SOURCE PASSAGE:

The CDC’s “Swine Flu and You” page offers the following under the heading of “what should I do if I get sick”:
If you live in areas where swine influenza cases have been identified and become ill with influenza-like symptoms, including fever, body aches, runny nose, sore throat, nausea, or vomiting or diarrhea, you may want to contact their health care provider, particularly if you are worried about your symptoms. Your health care provider will determine whether influenza testing or treatment is needed.
Of course as Igor Volsky points out:
But for the millions of Americans who can’t afford to purchase health insurance, a visit to a “health care provider” is an expensive proposition. We know that the 45.7 million Americans without insurance are less likely to visit a doctor and receive needed care, but the the economic crisis, the erosion of employer-based benefits and the skyrocketing costs of health insurance are now causing an increasing number of insured Americans to avoid their “health care provider.” According to the latest Kaiser Poll, 60 percent of Americans say that “they or a member of their household have delayed or skipped health care in the past year” and many are “substituting home remedies or over the counter drugs for doctors visits.”

WORK INSTRUCTION 1: In the swine flu passage, what percentage of Americans say that they or a member of their household delayed or skipped health care in the past year?
WORK INSTRUCTION 2: According to the swine flu passage, what factors are causing a growing number of insured Americans to avoid their health care provider?
WORK INSTRUCTION 3: Could you proceed with the swine flu passage from the point where it stops?

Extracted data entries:
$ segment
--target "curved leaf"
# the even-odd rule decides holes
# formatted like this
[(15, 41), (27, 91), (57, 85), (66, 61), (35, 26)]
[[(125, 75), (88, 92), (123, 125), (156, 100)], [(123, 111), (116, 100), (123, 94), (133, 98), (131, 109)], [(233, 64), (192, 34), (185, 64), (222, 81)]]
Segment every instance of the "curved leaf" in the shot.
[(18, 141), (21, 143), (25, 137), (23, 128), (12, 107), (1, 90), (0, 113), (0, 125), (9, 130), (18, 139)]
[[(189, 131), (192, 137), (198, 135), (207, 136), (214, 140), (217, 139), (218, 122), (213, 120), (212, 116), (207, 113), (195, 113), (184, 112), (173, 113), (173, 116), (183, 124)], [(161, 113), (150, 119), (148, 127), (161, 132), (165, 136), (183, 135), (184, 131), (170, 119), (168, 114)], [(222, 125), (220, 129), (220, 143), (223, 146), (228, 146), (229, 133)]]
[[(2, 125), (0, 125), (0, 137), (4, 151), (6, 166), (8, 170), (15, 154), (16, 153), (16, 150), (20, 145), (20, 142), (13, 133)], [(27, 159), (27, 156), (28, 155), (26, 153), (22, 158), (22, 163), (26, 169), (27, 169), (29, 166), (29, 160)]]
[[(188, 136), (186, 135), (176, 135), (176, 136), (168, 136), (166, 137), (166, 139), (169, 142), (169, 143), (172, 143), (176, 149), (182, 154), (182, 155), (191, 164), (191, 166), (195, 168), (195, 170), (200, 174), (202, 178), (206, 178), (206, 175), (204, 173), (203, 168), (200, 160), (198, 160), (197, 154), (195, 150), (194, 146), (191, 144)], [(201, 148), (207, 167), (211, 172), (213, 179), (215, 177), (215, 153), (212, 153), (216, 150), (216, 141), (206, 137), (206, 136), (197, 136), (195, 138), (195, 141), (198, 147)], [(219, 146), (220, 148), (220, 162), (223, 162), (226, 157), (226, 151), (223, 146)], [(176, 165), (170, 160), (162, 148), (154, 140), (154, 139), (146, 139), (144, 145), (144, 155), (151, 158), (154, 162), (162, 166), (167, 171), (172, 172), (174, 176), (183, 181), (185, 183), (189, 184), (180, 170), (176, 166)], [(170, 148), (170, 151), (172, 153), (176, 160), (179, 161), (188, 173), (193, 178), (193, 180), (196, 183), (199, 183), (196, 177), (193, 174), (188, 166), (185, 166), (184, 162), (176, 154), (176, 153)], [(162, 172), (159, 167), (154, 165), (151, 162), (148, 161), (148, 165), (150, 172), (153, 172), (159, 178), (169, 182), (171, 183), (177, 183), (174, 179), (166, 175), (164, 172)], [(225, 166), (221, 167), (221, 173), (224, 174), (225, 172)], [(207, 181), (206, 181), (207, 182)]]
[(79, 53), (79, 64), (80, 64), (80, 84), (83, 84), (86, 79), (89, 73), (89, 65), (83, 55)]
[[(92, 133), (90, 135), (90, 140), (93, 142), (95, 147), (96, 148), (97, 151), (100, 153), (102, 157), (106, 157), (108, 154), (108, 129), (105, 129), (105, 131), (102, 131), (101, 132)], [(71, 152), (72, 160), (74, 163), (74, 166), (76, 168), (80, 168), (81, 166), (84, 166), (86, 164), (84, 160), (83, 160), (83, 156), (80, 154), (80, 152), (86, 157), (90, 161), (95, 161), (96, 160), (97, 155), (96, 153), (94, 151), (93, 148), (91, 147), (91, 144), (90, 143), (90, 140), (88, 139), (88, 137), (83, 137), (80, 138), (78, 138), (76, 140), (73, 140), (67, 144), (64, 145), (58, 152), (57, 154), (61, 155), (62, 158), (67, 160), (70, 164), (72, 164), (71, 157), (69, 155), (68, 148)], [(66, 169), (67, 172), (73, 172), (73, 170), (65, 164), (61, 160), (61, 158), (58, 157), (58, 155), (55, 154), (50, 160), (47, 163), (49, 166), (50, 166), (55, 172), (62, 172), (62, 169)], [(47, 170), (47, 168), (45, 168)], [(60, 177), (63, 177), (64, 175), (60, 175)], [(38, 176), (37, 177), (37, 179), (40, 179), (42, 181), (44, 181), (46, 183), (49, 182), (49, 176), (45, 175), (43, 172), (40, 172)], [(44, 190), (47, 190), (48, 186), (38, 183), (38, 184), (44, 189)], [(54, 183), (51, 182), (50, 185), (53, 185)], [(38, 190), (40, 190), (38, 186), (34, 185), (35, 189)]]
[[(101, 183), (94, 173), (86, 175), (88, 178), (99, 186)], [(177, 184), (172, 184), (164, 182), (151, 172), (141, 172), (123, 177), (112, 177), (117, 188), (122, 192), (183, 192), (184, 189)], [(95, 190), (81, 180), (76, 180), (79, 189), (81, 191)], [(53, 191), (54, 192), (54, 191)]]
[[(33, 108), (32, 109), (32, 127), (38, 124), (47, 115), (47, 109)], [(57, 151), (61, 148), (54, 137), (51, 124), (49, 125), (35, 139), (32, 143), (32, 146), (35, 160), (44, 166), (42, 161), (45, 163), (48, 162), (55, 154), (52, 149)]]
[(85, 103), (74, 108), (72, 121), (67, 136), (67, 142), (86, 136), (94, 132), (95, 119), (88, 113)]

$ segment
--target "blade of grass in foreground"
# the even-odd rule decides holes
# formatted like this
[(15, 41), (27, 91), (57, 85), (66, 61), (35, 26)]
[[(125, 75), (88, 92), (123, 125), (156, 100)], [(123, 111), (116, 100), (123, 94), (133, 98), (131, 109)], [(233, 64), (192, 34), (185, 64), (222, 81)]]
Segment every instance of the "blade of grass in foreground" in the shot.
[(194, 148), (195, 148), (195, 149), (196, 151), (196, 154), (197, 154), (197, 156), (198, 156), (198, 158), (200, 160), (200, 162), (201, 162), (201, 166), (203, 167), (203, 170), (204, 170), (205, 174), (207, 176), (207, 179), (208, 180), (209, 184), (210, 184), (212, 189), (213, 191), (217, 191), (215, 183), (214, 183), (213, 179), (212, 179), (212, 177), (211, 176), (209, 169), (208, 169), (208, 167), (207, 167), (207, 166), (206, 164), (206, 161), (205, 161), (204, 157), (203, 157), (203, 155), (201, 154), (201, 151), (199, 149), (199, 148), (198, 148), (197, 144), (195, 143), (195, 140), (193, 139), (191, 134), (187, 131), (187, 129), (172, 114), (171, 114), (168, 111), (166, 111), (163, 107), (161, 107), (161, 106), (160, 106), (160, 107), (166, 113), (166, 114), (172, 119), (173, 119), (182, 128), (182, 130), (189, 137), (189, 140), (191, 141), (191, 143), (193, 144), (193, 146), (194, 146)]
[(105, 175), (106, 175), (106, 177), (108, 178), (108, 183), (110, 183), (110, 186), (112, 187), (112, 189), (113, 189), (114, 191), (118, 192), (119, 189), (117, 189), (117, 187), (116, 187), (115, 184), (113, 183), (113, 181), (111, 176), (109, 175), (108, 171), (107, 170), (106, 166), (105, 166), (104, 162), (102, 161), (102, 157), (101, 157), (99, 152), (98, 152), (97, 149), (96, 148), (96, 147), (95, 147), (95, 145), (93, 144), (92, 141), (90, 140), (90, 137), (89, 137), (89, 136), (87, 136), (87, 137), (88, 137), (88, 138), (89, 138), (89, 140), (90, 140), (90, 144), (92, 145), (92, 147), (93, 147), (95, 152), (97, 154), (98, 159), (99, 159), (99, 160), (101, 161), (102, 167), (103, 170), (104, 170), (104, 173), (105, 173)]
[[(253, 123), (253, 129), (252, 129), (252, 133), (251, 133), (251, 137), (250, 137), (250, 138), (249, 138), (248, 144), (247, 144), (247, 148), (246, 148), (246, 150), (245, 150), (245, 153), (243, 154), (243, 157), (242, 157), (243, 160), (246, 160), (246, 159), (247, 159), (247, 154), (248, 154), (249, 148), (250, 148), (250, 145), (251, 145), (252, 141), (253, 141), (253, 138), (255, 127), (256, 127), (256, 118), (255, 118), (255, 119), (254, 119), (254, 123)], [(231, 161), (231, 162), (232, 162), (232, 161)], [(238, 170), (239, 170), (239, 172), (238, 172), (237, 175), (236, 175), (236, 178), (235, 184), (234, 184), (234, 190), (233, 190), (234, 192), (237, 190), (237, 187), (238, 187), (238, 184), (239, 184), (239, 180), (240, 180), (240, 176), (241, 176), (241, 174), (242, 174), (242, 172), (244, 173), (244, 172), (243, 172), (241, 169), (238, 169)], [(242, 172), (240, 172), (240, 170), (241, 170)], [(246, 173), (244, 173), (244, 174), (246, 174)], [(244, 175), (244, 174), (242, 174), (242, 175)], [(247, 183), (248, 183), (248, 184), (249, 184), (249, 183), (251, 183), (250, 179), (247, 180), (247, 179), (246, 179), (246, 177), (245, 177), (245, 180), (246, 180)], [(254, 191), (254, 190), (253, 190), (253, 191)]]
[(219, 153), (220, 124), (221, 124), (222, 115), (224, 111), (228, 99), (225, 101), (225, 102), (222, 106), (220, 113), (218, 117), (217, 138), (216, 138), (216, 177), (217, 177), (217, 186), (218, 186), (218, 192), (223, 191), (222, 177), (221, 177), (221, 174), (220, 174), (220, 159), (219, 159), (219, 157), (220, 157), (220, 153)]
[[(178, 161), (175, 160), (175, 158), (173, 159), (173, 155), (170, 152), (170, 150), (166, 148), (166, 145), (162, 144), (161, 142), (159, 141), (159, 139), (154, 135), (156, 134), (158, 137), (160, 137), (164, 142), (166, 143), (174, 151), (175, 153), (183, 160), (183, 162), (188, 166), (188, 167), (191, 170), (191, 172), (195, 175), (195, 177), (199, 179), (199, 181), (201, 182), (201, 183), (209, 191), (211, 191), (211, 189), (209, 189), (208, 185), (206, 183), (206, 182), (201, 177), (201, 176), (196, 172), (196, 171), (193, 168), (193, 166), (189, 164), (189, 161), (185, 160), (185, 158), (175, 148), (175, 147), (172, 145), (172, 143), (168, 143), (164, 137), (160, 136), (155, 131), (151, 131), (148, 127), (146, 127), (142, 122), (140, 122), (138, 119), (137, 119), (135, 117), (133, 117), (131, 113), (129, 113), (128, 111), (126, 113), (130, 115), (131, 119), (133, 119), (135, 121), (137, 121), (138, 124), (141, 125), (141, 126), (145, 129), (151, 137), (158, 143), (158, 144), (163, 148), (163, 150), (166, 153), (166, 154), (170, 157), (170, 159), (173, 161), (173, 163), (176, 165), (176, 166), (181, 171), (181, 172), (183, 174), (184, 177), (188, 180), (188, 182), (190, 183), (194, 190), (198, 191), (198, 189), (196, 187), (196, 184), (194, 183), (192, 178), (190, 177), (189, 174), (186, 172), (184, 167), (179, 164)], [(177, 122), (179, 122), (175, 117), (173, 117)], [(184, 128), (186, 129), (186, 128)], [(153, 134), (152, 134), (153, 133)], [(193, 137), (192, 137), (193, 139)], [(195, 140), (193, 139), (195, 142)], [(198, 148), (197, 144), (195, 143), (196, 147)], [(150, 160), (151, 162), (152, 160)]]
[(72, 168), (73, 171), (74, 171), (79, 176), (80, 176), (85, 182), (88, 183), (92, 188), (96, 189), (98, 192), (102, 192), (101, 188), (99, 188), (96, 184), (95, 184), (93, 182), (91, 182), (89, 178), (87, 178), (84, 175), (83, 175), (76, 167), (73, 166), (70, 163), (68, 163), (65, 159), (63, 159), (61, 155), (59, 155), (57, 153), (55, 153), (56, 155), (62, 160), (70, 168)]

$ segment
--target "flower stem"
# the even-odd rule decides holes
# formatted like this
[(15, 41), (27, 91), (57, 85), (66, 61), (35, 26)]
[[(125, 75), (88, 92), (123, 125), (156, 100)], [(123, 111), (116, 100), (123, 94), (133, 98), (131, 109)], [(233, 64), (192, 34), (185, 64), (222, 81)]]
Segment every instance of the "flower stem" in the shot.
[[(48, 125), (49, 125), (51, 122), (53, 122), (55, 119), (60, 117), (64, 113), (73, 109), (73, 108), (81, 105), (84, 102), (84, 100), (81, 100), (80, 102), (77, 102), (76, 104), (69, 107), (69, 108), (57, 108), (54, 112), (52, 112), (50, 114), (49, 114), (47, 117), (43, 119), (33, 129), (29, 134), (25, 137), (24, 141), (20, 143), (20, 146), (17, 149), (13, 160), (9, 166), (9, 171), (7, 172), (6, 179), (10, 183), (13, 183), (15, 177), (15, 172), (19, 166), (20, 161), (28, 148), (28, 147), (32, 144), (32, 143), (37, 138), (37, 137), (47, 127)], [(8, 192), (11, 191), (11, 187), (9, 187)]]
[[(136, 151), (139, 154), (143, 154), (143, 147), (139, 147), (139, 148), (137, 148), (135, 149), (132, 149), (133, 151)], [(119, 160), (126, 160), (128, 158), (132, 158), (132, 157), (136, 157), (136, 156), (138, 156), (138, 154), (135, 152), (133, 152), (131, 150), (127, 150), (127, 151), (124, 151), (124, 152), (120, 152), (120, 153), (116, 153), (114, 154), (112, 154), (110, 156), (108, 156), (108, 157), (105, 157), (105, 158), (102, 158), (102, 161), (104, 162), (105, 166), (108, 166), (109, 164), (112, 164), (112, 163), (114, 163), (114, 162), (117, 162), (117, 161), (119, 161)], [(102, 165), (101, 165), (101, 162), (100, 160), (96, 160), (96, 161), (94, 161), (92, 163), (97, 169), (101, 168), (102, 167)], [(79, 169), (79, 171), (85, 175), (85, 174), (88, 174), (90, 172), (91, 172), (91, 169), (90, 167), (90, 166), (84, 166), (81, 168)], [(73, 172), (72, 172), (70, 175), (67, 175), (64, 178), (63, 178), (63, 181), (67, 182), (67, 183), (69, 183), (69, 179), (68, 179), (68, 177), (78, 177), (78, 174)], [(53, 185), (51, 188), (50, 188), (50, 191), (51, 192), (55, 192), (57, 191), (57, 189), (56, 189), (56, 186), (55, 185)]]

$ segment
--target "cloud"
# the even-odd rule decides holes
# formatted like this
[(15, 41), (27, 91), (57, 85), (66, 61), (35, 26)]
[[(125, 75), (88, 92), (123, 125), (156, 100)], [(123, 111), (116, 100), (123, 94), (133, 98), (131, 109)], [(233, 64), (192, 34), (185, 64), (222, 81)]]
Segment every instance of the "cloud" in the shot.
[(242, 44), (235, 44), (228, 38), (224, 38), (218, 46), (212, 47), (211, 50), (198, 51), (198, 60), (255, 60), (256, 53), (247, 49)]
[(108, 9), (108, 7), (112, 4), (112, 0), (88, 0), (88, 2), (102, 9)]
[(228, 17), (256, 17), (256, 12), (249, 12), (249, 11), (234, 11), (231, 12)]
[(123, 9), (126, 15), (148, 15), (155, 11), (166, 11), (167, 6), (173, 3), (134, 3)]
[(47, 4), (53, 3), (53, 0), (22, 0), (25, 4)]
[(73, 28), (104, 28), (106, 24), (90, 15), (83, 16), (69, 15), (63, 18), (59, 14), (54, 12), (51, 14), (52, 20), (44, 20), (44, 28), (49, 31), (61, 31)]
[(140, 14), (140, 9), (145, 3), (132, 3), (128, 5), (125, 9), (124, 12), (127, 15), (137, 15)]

WRITTEN REPLY 1: 60 percent, according to the latest Kaiser Poll.

WRITTEN REPLY 2:
- The economic crisis
- The erosion of employer-based benefits
- The skyrocketing costs of health insurance

WRITTEN REPLY 3:
Obviously, it’s not as if epidemics wouldn’t take place if we had comprehensive health care reform. But people being unable to go see their doctor for economic reasons doesn’t help; nor does the lack of sick days faced by many workers.
More broadly, the epidemic serves a reminder that the health care system is in many ways a public function. Free markets work very well for ordinary consumption goods, but Tamiflu is not an ordinary consumption good. It’s important to be able to direct the health care delivery system’s resources toward public purposes and not have the resources allocated purely by market demand.